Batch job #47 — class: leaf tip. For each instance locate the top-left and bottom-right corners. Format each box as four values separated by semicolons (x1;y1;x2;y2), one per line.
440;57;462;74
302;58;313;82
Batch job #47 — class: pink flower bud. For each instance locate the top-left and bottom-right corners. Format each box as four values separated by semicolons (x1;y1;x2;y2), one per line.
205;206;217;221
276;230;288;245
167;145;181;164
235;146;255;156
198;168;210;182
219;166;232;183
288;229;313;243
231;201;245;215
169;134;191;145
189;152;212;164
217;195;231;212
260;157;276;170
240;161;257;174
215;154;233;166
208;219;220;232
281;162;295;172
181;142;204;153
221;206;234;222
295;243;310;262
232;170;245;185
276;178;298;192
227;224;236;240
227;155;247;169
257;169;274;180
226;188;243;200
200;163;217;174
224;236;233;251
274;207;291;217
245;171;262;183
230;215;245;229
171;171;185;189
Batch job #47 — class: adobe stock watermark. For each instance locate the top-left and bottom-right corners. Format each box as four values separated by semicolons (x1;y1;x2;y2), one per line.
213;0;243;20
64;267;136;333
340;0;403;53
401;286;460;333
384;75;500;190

**Directions for this task**
Retype all of the lines above, keeping every character unchanged.

**Expected output**
Batch job #47 — class: leaf tip. For each instance locate the top-left and bottom-right corners. Format each box as four values separated by semicolons (x1;y1;x2;y2), one per line.
440;57;462;74
302;58;313;82
Batch job #47 — class: pink flower bud. For each instance locate the top-left and bottom-right corners. Format each box as four values separated by semicolons (x1;y1;x2;y2), one per line.
205;206;217;221
276;230;288;245
167;145;181;164
235;146;255;156
198;168;210;182
219;166;232;183
288;229;313;243
231;201;245;215
169;134;191;145
189;152;212;164
217;195;231;212
260;157;276;170
240;161;257;174
215;154;233;166
208;219;220;232
281;162;295;172
181;142;204;153
221;206;234;222
295;243;310;262
232;170;245;185
276;178;298;192
227;224;236;240
227;155;247;169
257;169;274;180
226;188;243;200
200;163;217;174
224;236;233;251
274;207;291;217
245;171;262;183
230;215;245;229
171;171;185;189
Batch job #47 — class: adobe stock watermark. For each instance locate the top-left and bottom-right corners. Format each box as four values separated by semicolons (x1;y1;x2;y2), one per line.
213;0;243;20
64;267;136;333
340;0;403;53
401;286;460;333
384;75;500;190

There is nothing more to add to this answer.